[Records excerpted from a collection]
↓

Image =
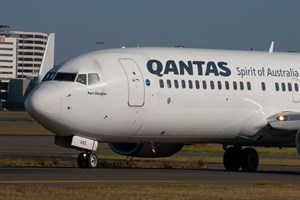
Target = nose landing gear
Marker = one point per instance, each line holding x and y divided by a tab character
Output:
87	160
236	158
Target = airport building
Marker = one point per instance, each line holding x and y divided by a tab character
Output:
21	55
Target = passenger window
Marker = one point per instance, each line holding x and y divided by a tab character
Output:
227	85
263	86
241	85
212	85
289	87
93	78
183	84
161	83
49	76
204	85
169	83
283	87
197	84
219	85
248	85
176	84
276	86
190	84
81	78
296	87
70	77
234	85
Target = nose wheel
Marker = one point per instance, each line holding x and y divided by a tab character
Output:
87	160
236	158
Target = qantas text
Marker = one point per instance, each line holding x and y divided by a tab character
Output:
202	68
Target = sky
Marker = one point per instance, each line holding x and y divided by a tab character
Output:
87	25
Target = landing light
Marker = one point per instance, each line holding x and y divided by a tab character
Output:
282	118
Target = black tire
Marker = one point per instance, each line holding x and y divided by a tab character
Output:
92	160
81	160
250	160
232	159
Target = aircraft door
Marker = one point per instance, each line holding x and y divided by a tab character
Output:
136	88
296	90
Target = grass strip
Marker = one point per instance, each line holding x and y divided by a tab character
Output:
158	192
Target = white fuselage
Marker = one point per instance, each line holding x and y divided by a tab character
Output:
129	104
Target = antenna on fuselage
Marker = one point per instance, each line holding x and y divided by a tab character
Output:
271	49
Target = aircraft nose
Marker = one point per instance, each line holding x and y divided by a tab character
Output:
44	103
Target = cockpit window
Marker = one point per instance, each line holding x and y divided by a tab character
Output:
65	77
93	78
81	78
49	76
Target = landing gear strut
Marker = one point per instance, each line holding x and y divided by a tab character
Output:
87	160
236	158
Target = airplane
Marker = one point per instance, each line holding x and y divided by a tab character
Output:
151	101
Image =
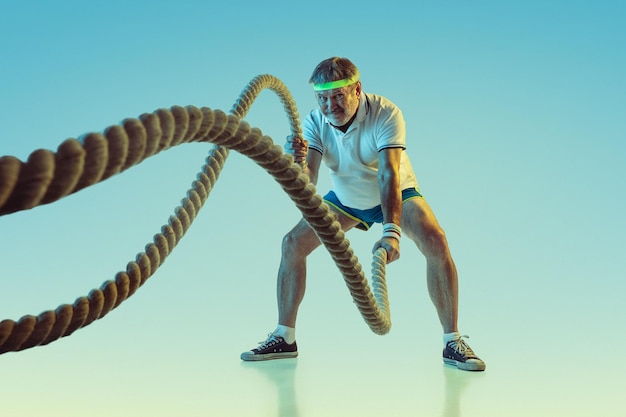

↑

▸ **WORK TO BE COMPLETED**: Rewrite the lines of the entries from the one containing "Target = cockpit window" through the end of the entries, both ends included, adding 147 to every x and y coordinate in the answers and leaving all other text unchanged. Omit the pictures from your answer.

▸ **COMPLETE RESPONSE**:
Target = cockpit window
Marker = one point per instance, each line holding x and y divided by a tab character
Output:
212	224
240	225
228	225
196	223
Target = landing gear strut
Marker = one point per instance, each line holding x and y divided by a tab character
Output:
234	307
383	305
Target = airplane
Marker = one point per instance, each line holding x and y divided by a tab character
Output:
298	248
Image =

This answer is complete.